**EXERCISE GOAL:**
Exactly as given, reproduce the records in full.

Segment Start: TASK INPUT

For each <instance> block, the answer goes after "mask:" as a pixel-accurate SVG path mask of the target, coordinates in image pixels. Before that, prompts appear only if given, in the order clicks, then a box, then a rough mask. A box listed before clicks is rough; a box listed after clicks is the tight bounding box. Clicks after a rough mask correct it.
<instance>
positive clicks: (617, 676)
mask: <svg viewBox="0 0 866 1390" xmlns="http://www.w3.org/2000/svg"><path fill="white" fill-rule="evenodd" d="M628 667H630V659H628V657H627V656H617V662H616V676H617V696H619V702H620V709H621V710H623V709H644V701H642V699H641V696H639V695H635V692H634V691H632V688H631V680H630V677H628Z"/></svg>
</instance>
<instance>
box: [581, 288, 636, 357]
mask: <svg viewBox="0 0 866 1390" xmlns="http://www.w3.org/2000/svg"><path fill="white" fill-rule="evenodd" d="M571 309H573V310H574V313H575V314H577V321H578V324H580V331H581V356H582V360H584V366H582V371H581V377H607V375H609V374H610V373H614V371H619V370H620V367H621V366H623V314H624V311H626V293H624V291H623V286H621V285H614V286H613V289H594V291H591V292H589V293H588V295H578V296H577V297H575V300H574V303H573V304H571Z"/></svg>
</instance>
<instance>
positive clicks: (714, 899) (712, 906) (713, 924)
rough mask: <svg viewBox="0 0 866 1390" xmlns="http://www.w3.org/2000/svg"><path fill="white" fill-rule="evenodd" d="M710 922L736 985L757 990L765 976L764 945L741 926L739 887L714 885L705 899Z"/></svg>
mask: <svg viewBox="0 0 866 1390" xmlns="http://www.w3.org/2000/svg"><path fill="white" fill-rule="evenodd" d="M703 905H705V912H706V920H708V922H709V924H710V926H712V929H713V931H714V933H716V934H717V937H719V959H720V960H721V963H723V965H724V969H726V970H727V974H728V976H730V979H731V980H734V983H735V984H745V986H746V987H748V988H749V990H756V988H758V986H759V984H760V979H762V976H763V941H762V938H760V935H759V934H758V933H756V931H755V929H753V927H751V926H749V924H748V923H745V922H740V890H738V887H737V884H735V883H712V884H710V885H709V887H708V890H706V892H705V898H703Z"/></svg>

Segment End: TASK INPUT

**ANSWER TO THIS TASK:**
For each <instance> block, the answer goes after "mask:" as a pixel-accurate SVG path mask of the target, coordinates in image pixels. Before that, prompts appear only if given, in the order clicks, then a box, then a rough mask. A box listed before clicks is rough; a box listed after clicks is the tight bounding box. Clicks after a rough mask correct it.
<instance>
positive clicks: (617, 676)
mask: <svg viewBox="0 0 866 1390" xmlns="http://www.w3.org/2000/svg"><path fill="white" fill-rule="evenodd" d="M628 667H630V659H628V657H627V656H617V662H616V676H617V696H619V702H620V709H621V710H623V709H644V701H642V699H641V696H639V695H635V692H634V691H632V688H631V680H630V677H628Z"/></svg>
</instance>
<instance>
box: [581, 288, 636, 357]
mask: <svg viewBox="0 0 866 1390" xmlns="http://www.w3.org/2000/svg"><path fill="white" fill-rule="evenodd" d="M571 309H573V310H574V313H575V314H577V321H578V324H580V331H581V356H582V360H584V366H582V371H581V377H607V375H609V374H610V373H614V371H619V370H620V367H621V366H623V314H624V311H626V293H624V291H623V286H621V285H614V286H613V289H594V291H591V292H589V293H588V295H578V296H577V297H575V300H574V303H573V304H571Z"/></svg>
</instance>
<instance>
positive clicks: (714, 899) (712, 906) (713, 924)
rough mask: <svg viewBox="0 0 866 1390" xmlns="http://www.w3.org/2000/svg"><path fill="white" fill-rule="evenodd" d="M710 922L736 985L757 990L765 976L764 945L741 926L739 887L714 885L705 899Z"/></svg>
mask: <svg viewBox="0 0 866 1390" xmlns="http://www.w3.org/2000/svg"><path fill="white" fill-rule="evenodd" d="M703 905H705V912H706V920H708V922H709V924H710V926H712V929H713V931H714V933H716V934H717V937H719V959H720V960H721V963H723V965H724V969H726V970H727V974H728V976H730V979H731V980H734V983H735V984H745V986H746V987H748V988H749V990H756V988H758V986H759V984H760V979H762V976H763V941H762V938H760V935H759V934H758V933H756V931H755V929H753V927H751V926H749V924H748V923H745V922H740V890H738V887H737V884H735V883H712V884H710V885H709V887H708V890H706V892H705V898H703Z"/></svg>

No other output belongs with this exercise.